**ACTIVITY LIST**
1. Answer these questions about the ASIS spy quiz article:
(a) What name does the Australian Secret Intelligence Service give its online quiz?
(b) Which film character appears as an answer choice in the first question?
(c) According to the quiz, where will most of an intelligence officer's assignments take place?
2. From the ASIS spy quiz article, list every answer choice given for the question about the time on the clock.
3. Extend the ASIS spy quiz article past its final question, in the same joking style.

**EXTRACTED TEXT**
•••••

See if you’re 007 material with our super-secret (amended) ASIS spy quiz

Think you’ve got what it takes to be a spy?

The Australian Secret Intelligence Service is looking for a few good men and women.

Confidently dubbed “The Most Interesting Job Interview”, its online quiz will ask you a series of questions about the qualities needed to become an ASIS operative.

We reckon the interview needs a few tweaks. Here’s the questions they should be asking.


Being an intelligence officer is an exciting profession that requires a very specific skill set. What do you think the phrase “very specific skill set” means?


a) I’m good at recognising faces in a crowd

b) I can repeat overheard conversations verbatim

c) I’m a good communicator

d) I’m like Liam Neeson’s character from Taken


Did you really think we were referring to Liam Neeson’s character from Taken?


a) Yes

b) No

c) “If you let my daughter go now that’ll be the end of it. I will not look for you, I will not pursue you, but if you don’t, I will look for you, I will find you and I will kill you.”


There was a clock on the wall when you came in. Did you see what time it was?


a) Noon

b) Zero Dark Thirty

c) Quitting Time

d) That was a trick question. In the age of the iPhone, no one uses clocks any more


As an intelligence officer most of your assignments will take place in the airport. Do you find that knowledge depressing?


a) Yes

b) No

c) Yes


We need to you to persuade this flight attendant to give you an aisle seat. How will you do it?

•••••

Stored data entries
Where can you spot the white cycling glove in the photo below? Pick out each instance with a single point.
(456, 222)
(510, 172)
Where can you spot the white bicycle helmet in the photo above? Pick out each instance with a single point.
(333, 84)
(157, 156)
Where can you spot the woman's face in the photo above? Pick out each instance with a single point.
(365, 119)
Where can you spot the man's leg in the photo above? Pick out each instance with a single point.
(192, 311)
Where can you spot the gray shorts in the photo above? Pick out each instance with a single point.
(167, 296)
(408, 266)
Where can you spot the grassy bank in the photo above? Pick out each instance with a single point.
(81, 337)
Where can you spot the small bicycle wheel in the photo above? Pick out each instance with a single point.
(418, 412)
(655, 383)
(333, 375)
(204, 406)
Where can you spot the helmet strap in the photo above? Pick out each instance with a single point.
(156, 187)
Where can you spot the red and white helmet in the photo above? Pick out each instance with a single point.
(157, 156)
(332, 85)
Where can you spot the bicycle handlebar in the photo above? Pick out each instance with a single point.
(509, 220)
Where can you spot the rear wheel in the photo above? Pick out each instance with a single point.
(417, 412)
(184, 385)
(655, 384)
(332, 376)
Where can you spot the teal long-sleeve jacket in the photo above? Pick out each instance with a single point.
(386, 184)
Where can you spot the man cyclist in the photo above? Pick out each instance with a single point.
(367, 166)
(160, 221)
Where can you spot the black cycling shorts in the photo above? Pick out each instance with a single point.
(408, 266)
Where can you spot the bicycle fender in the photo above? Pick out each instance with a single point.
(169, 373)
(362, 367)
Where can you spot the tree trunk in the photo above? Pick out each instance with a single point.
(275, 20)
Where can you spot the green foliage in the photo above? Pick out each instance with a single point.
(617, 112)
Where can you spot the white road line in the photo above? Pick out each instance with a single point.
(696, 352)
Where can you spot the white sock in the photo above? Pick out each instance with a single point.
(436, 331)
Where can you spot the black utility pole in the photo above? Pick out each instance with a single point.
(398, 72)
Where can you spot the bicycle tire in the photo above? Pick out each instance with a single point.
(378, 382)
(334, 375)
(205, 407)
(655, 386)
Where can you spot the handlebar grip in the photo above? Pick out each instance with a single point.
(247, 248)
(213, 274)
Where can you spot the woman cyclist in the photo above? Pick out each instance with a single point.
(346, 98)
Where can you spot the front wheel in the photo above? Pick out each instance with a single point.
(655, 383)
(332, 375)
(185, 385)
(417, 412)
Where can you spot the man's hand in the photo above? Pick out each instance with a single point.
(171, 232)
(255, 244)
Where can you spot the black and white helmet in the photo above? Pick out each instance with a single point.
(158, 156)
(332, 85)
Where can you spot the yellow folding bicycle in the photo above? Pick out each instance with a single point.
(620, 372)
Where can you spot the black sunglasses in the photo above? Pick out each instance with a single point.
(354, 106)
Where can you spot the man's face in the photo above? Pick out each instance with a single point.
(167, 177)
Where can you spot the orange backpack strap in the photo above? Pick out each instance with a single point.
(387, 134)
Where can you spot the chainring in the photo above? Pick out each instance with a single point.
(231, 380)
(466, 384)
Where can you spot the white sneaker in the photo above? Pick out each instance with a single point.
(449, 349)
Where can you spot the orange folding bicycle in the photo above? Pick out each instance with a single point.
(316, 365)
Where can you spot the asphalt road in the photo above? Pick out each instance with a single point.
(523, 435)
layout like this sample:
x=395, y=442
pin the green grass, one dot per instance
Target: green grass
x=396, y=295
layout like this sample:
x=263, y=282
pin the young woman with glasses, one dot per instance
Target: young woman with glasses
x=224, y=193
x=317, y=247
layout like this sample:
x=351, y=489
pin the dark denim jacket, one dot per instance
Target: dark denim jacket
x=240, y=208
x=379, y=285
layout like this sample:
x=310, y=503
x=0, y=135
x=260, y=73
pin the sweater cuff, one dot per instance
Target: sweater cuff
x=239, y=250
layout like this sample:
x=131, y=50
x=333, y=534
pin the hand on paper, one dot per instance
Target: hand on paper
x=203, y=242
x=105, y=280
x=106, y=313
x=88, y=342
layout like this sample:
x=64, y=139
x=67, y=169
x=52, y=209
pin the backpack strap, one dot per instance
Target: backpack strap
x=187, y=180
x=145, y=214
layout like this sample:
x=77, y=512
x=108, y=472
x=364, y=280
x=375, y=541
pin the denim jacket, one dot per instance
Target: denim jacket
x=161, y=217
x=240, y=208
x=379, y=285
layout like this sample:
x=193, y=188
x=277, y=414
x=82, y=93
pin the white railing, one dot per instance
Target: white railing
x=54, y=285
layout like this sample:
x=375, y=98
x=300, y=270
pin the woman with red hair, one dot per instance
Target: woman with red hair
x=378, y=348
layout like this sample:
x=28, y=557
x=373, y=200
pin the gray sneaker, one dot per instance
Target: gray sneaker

•••••

**ANSWERS FOR THE TASKS**
1.
(a) "The Most Interesting Job Interview"
(b) Liam Neeson's character from Taken
(c) In the airport

2.
a) Noon
b) Zero Dark Thirty
c) Quitting Time
d) That was a trick question. In the age of the iPhone, no one uses clocks any more

3.
a) Tell her you work for ASIS

b) Talk to her and read her facial reactions until she smiles at you, suggesting sympathy to your plight. Then ask her

c) Beg

d) Throw a hissy fit and threaten to put your tantrum online so it will go viral and shame the company


Now we’re on the plane. Please try to spot the terrorist on the plane. Is it?


a) Tom

b) Dick

c) Harry

d) The only person on the plane not hunched down over a smartphone. Clearly they’re an oddball


ISIS officers are good at noticing small details. Did you recognise which flight was cancelled back at the airport?


a) New York

b) London

c) Canberra

d) Bali. Totally gutted


In intelligence, it’s important to have sharp ears as well as sharp eyes. Listen to this crowded conversation and tell us what the woman on the left ordered.


a) It was too difficult to follow

b) She had linguine on Bourke Street

c) She had penne arrabiata on the Death Star

d) No need. I’ll just read her Yelp review


Can you do us a quick impression of Sean Connery as James Bond?


a) No

b) No

c) “Morning, Mish Moneypenny.”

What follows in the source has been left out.